> _Exercise requirements_
[1] Update the Vagabonds club text between "Vagabonds RUFC also" and "the 2017–18 season.", inclusive, replacing "relegation" with "demotion".
[2] Say whether each statement agrees with the Vagabonds club text, answering yes or no and quoting the words that decide it: (a) the club moved to Ballafletcher in 2011; (b) John Timson founded the club in 1980; (c) the second XV have been called the "Hornets" since 2019.

Vagabonds RUFC also known as simply Vagabonds or by their nickname Vagas is a rugby union club located in Douglas, Isle of Man. They are affiliated with the English Rugby Football Union and currently play in the South Lancs/Cheshire 3 division following their relegation from South Lancs/Cheshire 2 at the end of the 2017–18 season.

Club history 
Vagabonds was established in 1965 as Douglas High School Old Boys by school master John Timson, and was made up of current and former players from the Douglas High School rugby team. Soon, the name Vagabonds was adopted (see below). In October 1980, the club moved to a site on Glencrutchery Road, adjacent to the famous TT Grandstand. 31 years later in 2011, the club moved to its current site at Ballafletcher, where the club has a modern clubhouse, changing facilities and two pitches. The 2015/16 season was the Vagabonds 50th Anniversary season

Honours
North-West West 3 champions: 1989–90
North-West West 2 champions: 1990–91
North West 2 champions: 1995–96

Origin of the name 
When the club was formed, it was forced to train and play on the rugby pitches nearby because it had no grounds of its own. These pitches were then owned by Douglas Rugby Club (and still are to this day). Due to this lack of a home, the name 'Vagabonds' was soon adopted. Also, due to the sharing of a pitch for many years, a fierce rivalry now exists between Douglas Rugby Club and Vagabonds. Since 2019, the second XV have been known as the "Hornets" due to the black and gold striped kits they wear.

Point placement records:
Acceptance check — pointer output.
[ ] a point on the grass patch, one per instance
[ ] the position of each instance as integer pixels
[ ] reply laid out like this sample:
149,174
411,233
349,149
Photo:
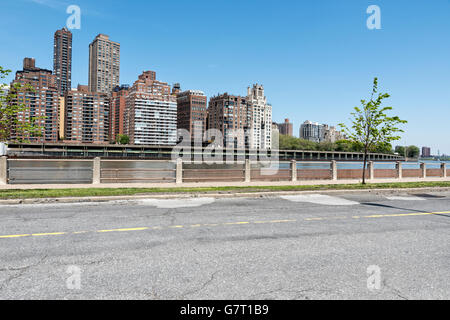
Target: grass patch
92,192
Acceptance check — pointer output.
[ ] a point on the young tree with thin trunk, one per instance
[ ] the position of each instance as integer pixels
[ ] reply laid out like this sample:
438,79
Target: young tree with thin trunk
371,126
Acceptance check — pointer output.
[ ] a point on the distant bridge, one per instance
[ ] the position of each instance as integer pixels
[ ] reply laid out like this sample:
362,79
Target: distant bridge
89,151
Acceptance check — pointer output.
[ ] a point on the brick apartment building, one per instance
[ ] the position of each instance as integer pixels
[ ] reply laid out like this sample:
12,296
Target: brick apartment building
191,112
62,60
231,116
151,112
86,116
117,108
286,128
42,103
104,64
261,118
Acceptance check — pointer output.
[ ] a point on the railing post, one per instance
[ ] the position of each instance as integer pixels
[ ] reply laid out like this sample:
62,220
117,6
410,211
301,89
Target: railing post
96,171
334,170
423,168
399,169
179,171
3,170
293,170
371,170
248,171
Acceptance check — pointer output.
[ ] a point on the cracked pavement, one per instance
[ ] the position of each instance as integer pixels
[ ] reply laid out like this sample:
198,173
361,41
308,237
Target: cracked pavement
236,248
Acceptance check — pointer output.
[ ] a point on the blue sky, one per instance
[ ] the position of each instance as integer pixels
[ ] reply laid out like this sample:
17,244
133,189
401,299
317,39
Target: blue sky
315,58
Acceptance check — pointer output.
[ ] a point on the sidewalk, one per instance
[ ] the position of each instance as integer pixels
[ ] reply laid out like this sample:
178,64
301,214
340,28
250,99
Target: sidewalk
214,184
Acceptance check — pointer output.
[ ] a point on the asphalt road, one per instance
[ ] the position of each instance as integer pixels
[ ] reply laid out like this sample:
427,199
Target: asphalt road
299,247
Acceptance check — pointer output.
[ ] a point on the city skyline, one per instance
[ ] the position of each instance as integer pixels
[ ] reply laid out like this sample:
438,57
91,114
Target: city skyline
408,101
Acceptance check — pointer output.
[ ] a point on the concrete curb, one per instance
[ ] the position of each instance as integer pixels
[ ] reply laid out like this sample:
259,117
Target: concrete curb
225,194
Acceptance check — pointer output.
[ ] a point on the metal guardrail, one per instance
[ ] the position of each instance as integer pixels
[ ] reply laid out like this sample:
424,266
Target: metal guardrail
63,171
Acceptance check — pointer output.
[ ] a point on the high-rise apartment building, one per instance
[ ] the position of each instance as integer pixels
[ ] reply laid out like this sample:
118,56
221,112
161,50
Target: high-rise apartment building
286,128
331,134
231,116
191,112
312,131
41,103
260,118
86,116
104,64
151,112
117,116
62,60
426,152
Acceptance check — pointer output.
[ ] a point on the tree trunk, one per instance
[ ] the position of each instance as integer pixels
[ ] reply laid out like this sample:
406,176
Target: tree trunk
364,166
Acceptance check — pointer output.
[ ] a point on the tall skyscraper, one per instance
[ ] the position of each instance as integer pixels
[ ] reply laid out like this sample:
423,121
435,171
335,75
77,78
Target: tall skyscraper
230,115
86,116
261,118
191,112
62,60
312,131
41,104
151,112
118,105
104,64
286,128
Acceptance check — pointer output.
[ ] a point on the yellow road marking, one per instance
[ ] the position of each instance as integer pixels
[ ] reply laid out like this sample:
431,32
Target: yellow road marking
227,224
123,230
235,223
48,234
15,236
282,221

> _Answers to each task_
[1]
Vagabonds RUFC also known as simply Vagabonds or by their nickname Vagas is a rugby union club located in Douglas, Isle of Man. They are affiliated with the English Rugby Football Union and currently play in the South Lancs/Cheshire 3 division following their demotion from South Lancs/Cheshire 2 at the end of the 2017–18 season.

[2]
(a) Yes: "31 years later in 2011, the club moved to its current site at Ballafletcher"
(b) No: "Vagabonds was established in 1965 as Douglas High School Old Boys by school master John Timson"
(c) Yes: "Since 2019, the second XV have been known as the "Hornets""